▶ _Written problem_
Reproduce all of the records below word for word, leaving the pictures out of your answer.

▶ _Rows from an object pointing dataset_
## Begin
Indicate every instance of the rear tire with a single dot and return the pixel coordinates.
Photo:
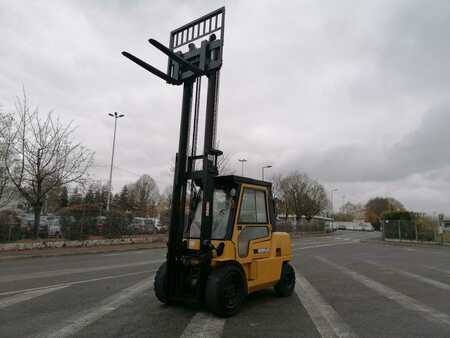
(160, 282)
(226, 289)
(286, 284)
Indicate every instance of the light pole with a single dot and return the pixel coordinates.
(115, 116)
(332, 207)
(262, 171)
(331, 199)
(242, 160)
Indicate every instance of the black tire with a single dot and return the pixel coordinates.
(226, 289)
(159, 283)
(286, 284)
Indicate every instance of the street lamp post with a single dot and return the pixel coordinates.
(242, 160)
(331, 198)
(262, 171)
(332, 207)
(115, 116)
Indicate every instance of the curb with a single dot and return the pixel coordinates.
(408, 243)
(76, 251)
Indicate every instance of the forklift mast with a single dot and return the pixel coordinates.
(187, 65)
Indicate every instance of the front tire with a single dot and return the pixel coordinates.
(160, 282)
(286, 284)
(226, 289)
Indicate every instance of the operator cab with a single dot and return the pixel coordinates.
(227, 190)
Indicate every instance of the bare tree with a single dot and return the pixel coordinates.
(41, 155)
(5, 188)
(144, 195)
(302, 195)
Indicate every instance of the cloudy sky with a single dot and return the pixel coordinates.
(355, 93)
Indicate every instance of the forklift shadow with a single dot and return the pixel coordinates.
(266, 298)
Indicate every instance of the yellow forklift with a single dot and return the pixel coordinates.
(222, 241)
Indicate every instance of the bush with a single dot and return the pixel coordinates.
(10, 226)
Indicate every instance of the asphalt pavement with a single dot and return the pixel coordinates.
(348, 285)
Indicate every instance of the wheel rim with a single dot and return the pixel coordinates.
(289, 278)
(232, 291)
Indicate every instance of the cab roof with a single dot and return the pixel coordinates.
(241, 179)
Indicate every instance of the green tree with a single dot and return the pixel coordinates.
(124, 199)
(378, 206)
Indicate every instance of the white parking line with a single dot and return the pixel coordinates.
(8, 301)
(323, 245)
(325, 318)
(76, 323)
(422, 279)
(204, 325)
(76, 282)
(54, 273)
(447, 272)
(407, 302)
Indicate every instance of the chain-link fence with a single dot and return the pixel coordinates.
(410, 230)
(312, 226)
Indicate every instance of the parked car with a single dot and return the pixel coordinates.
(142, 225)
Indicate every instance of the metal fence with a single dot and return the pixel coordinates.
(413, 231)
(312, 226)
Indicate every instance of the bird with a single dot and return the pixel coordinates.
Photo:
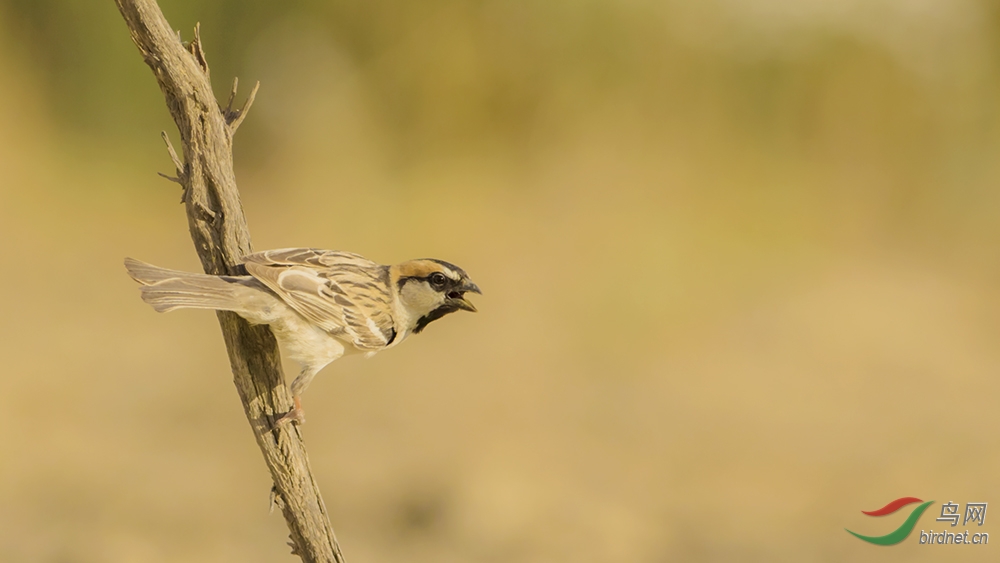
## End
▶ _Final result_
Indicate every instance of the rear tire with a single dot and return the pixel coordinates.
Photo:
(160, 282)
(226, 289)
(286, 284)
Indicate every instance of the light pole with a single dot and return the pixel coordinates.
(115, 116)
(332, 207)
(262, 171)
(331, 199)
(242, 160)
Indicate every instance of the black tire with a single dot and return the pixel coordinates.
(226, 289)
(159, 283)
(286, 284)
Indicate every instance of the street lamp post with a single dot and return the pixel coordinates.
(242, 160)
(331, 198)
(262, 171)
(332, 207)
(115, 116)
Indicate every instance of the curb with a single dot and return the pixel coordinates.
(408, 243)
(76, 251)
Indicate every instance of the forklift mast with a single dot and return the pixel coordinates.
(187, 65)
Indicate every instance of the front tire with a single dot and return the pixel coordinates.
(160, 282)
(286, 284)
(226, 289)
Indicate every instance of the operator cab with a single dot and return the pixel coordinates.
(227, 190)
Indicate every instance of the bare tree with a single dot and return the pixel coordinates.
(41, 155)
(5, 188)
(144, 195)
(302, 195)
Indicate every instance of the cloudy sky with a single dot and return the pixel coordinates.
(355, 93)
Indicate every instance of the forklift shadow with a single dot and return the pixel coordinates.
(266, 298)
Indicate every instance of the yellow forklift with a single dot and return the pixel coordinates.
(222, 241)
Indicate every instance of the bush with a single dot and return the pixel coordinates.
(10, 226)
Indicate every instance of the asphalt pavement with a single dot and return the pixel coordinates.
(348, 285)
Indicate every instance of the wheel rim with a single dot and return the pixel coordinates.
(289, 278)
(232, 291)
Indicate every instance of the cab roof with a single dot and return the pixel coordinates.
(241, 179)
Indicate every instance of the green tree with a single dot and return the pixel coordinates.
(124, 199)
(378, 206)
Indicate every instance of the white parking line with a single dot and return the pixel coordinates.
(8, 301)
(323, 245)
(325, 318)
(76, 323)
(422, 279)
(204, 325)
(76, 282)
(54, 273)
(447, 272)
(407, 302)
Indicate every instance of the chain-link fence with a single dot and return the pixel coordinates.
(410, 230)
(312, 226)
Indicate every instance of the parked car with a single dot and return the pixel coordinates.
(142, 225)
Indicate every instance of the metal fence with a single dot and return the pixel coordinates.
(413, 231)
(312, 226)
Indicate every instance of the bird with a single dot and return the pixel coordinates.
Photo:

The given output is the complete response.